▶ **TASK MATERIAL**:

■ ■ ■ ■ ■ ■ ■

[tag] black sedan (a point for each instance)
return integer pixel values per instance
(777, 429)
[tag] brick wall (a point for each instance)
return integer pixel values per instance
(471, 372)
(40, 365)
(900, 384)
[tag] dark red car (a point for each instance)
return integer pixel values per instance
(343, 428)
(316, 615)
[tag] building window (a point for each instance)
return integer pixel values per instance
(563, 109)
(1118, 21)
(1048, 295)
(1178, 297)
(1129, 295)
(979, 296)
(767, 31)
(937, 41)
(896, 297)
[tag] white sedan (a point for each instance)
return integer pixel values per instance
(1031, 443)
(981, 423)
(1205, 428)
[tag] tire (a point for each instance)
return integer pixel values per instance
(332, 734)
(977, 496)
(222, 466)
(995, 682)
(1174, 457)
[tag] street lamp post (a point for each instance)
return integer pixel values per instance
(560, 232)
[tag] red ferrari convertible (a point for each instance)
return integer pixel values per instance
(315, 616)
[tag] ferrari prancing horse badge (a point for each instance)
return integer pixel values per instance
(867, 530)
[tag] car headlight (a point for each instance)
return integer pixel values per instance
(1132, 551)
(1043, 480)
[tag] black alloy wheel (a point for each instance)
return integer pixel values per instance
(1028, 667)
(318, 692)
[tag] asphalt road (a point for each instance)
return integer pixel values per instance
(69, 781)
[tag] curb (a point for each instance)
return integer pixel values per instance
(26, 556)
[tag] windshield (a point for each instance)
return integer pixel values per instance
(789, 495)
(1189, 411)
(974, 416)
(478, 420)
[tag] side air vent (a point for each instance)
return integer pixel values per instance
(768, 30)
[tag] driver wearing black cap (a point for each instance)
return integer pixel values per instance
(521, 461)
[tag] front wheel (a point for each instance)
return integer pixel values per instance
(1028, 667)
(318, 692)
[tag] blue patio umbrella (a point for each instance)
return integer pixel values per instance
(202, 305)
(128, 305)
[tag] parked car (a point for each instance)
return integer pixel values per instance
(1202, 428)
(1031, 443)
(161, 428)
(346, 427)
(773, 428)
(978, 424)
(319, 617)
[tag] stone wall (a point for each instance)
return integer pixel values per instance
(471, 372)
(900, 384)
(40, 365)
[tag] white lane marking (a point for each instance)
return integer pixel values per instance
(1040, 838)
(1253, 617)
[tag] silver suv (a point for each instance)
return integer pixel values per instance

■ ■ ■ ■ ■ ■ ■

Rewrite every item above as a numbered list, one line per entry, and leave out any blank lines.

▶ **SOLUTION**:
1. [tag] black sedan (a point for each instance)
2. return integer pixel values per instance
3. (777, 429)
4. [tag] brick wall (a point for each instance)
5. return integer pixel values per instance
6. (471, 372)
7. (40, 365)
8. (900, 384)
9. [tag] dark red car (a point for each instance)
10. return integer pixel values per instance
11. (343, 428)
12. (316, 615)
13. [tag] building window (a point for each instance)
14. return integer pixel values per instance
15. (563, 109)
16. (1118, 21)
17. (1048, 295)
18. (1178, 297)
19. (1129, 295)
20. (979, 296)
21. (767, 31)
22. (937, 41)
23. (896, 297)
24. [tag] white sedan (a point for each instance)
25. return integer pixel values per instance
26. (1031, 443)
27. (981, 423)
28. (1205, 428)
29. [tag] tire (a point for each instance)
30. return integer pixel values per instance
31. (332, 734)
32. (977, 496)
33. (222, 466)
34. (995, 682)
35. (1174, 457)
36. [tag] street lamp post (a point for each instance)
37. return integer pixel values per instance
38. (560, 232)
39. [tag] red ferrari convertible (a point for each instance)
40. return integer pixel values per instance
41. (315, 616)
42. [tag] ferrari prancing horse badge (a point for each instance)
43. return integer pixel values per instance
44. (867, 530)
45. [tag] car headlight (a point for each instance)
46. return integer pixel values per instance
47. (1132, 551)
48. (1043, 480)
49. [tag] black alloy wheel (a point for each instance)
50. return integer pixel values per instance
51. (1028, 667)
52. (318, 692)
53. [tag] asphalt road (a point for each instance)
54. return integer pixel values per instance
55. (69, 781)
56. [tag] curb (a point for each instance)
57. return integer pixel values per instance
58. (26, 556)
59. [tag] windshield (a point for each instance)
60. return integer pixel values per instance
61. (789, 495)
62. (1189, 411)
63. (974, 416)
64. (478, 420)
65. [tag] side air vent (a point for each instance)
66. return integer pixel values per instance
67. (768, 30)
68. [tag] driver wearing black cap (a point for each instance)
69. return integer pixel values per instance
70. (521, 461)
71. [tag] front wheel (a point for each instance)
72. return integer pixel values per instance
73. (1028, 667)
74. (318, 692)
75. [tag] blue patio umbrella (a point for each instance)
76. return integer pixel values per instance
77. (202, 305)
78. (128, 305)
79. [tag] parked car (a point for each instance)
80. return integer pixel values per instance
81. (1202, 428)
82. (1031, 443)
83. (161, 428)
84. (346, 427)
85. (773, 428)
86. (978, 424)
87. (319, 617)
88. [tag] stone wall (a point for each instance)
89. return integer pixel values per instance
90. (471, 372)
91. (900, 384)
92. (40, 365)
93. [tag] white lane marking (a point for each instance)
94. return integer pixel values per instance
95. (1040, 838)
96. (1253, 617)
97. [tag] silver suv (a point for each instance)
98. return integer pixel values per instance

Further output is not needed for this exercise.